## [EXERCISE DETAILS]
Render every line of the listing below, from the line containing "Read each <instance>" down to the line containing "positive clicks: (496, 132)", as a JSON list of strings with one string per line and no blank lines.

## [RECORDS TO USE]
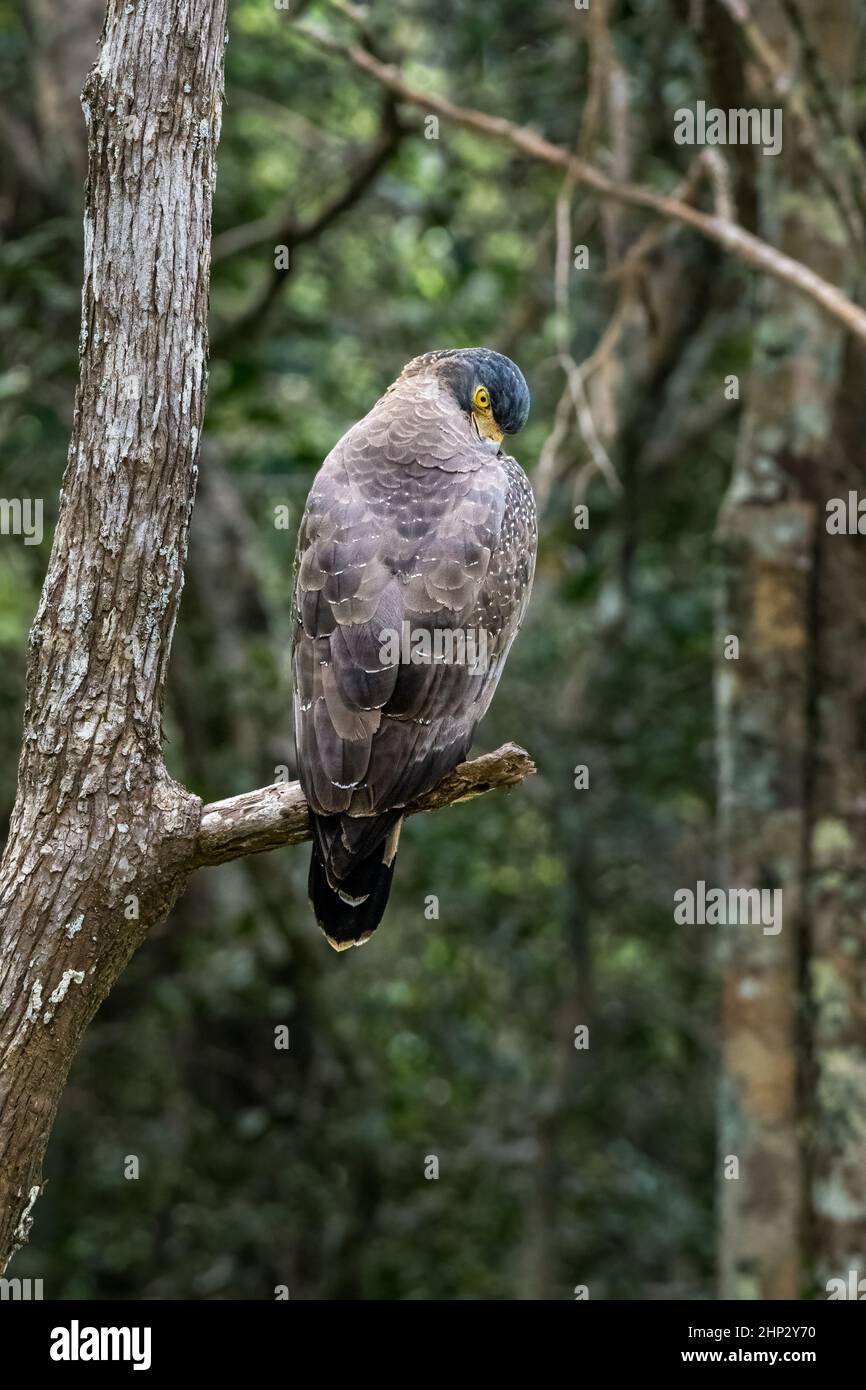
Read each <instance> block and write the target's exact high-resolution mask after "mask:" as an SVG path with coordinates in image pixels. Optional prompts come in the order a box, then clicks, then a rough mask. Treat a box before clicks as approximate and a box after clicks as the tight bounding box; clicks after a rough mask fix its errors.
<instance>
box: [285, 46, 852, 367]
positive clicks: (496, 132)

==

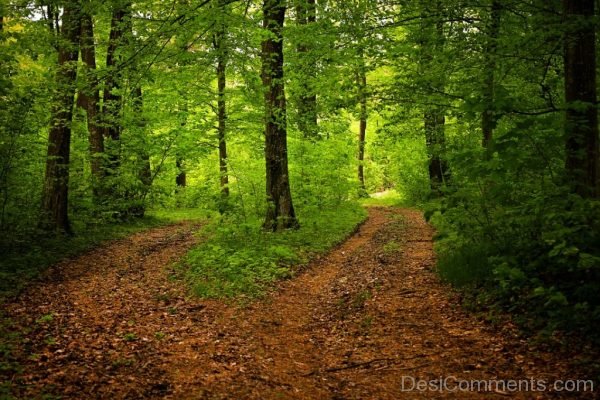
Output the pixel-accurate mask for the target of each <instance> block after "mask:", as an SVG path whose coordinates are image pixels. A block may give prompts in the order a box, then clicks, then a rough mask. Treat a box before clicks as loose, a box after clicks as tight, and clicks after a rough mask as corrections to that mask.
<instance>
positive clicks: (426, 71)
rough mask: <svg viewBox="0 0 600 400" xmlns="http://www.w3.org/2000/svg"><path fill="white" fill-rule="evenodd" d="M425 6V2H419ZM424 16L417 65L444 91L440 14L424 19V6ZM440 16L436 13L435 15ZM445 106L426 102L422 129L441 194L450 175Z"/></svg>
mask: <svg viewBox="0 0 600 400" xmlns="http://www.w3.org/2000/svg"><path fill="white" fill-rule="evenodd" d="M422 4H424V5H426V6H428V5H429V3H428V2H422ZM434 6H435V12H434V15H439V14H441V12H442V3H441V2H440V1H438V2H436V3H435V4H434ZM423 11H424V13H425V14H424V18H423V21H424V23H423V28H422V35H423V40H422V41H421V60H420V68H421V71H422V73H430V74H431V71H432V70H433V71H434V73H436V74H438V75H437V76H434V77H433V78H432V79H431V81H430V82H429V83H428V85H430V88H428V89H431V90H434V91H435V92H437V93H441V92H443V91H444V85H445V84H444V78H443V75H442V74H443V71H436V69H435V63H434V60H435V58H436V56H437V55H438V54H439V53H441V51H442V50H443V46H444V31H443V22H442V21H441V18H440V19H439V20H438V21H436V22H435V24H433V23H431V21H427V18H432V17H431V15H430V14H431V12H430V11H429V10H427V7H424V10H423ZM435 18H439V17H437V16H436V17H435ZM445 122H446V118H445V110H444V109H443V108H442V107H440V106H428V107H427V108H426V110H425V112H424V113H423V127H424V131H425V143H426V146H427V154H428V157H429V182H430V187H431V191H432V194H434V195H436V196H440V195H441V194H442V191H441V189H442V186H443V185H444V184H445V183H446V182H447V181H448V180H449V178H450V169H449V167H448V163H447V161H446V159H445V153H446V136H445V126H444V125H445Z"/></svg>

## [SOLUTION TO THE PROBLEM]
[
  "Read each <instance> block and write the target's exact high-resolution mask after \"mask:\" as an SVG path with coordinates in image pixels. Optional prompts come in the order a box, then clicks, then a rough mask. Treat a box before clicks as approximate and a box after clicks as the tight bounding box; clicks after a rough mask fix its errors.",
  "<instance>",
  "box: [285, 46, 852, 367]",
  "positive clicks: (496, 132)"
]